> _Text provided_
################
Burgers

Growing up in America, a burger is an undeniable classic. Even though burgers are a common find at pretty much any restaurant, I still wanted to be able to make it myself at home. Here, I have written about my experience making burgers, and what the best cooking methods are based on experimentation. Before I came up with my own burger style, I did some research on the best burger tips on the internet.

Before getting started

Before even making the burger, there are decisions that need to be made:

  • Choice of meat
  • How many burgers you plan to make
  • Size of each burger

Choice of meat

There are a few cuts of beef that are highly recommended if you plan on grinding your own meat: short ribs, brisket, and ground chuck, to name a few. However, you don’t have to use just beef. I have sampled a few bison burgers over the years, and have come to prefer them over the average hamburger.
################
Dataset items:
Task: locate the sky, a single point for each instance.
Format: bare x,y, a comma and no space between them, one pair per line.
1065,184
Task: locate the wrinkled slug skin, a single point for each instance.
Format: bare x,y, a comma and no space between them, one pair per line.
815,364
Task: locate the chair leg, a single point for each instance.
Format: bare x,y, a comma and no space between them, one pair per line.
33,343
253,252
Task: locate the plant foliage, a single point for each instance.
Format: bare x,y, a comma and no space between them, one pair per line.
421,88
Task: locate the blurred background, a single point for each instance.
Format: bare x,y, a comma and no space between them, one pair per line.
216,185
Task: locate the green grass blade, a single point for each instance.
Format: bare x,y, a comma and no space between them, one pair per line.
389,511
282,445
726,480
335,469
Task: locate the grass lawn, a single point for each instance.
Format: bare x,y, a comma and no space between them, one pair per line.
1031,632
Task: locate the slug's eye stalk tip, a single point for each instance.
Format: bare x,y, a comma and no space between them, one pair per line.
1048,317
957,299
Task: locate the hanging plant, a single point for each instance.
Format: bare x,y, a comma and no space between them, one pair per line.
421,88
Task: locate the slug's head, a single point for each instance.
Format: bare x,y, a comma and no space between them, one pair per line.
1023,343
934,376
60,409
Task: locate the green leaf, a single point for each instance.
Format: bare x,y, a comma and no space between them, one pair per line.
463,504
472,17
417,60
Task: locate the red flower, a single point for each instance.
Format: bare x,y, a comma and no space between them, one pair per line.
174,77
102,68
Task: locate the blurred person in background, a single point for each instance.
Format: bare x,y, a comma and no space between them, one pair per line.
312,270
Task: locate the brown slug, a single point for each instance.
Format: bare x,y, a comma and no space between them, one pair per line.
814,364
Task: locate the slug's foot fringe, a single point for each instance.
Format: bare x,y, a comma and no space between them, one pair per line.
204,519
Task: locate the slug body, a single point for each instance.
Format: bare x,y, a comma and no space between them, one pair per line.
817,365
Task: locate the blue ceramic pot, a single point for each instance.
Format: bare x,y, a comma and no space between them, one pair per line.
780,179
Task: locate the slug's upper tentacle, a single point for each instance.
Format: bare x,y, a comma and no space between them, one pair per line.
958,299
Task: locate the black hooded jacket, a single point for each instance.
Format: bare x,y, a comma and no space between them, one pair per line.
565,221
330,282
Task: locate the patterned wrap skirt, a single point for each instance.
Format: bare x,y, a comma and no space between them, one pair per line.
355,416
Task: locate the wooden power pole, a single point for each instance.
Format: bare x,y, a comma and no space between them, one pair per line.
################
> _Short problem 1_
Write out the part of the Burgers text from "Before even making" to "the average hamburger.".
> _Short problem 2_
According to the Burgers text, which decisions need to be made before making the burger? List all of them.

> _Written reply 1_
Before even making the burger, there are decisions that need to be made:

  • Choice of meat
  • How many burgers you plan to make
  • Size of each burger

Choice of meat

There are a few cuts of beef that are highly recommended if you plan on grinding your own meat: short ribs, brisket, and ground chuck, to name a few. However, you don’t have to use just beef. I have sampled a few bison burgers over the years, and have come to prefer them over the average hamburger.

> _Written reply 2_
- Choice of meat
- How many burgers you plan to make
- Size of each burger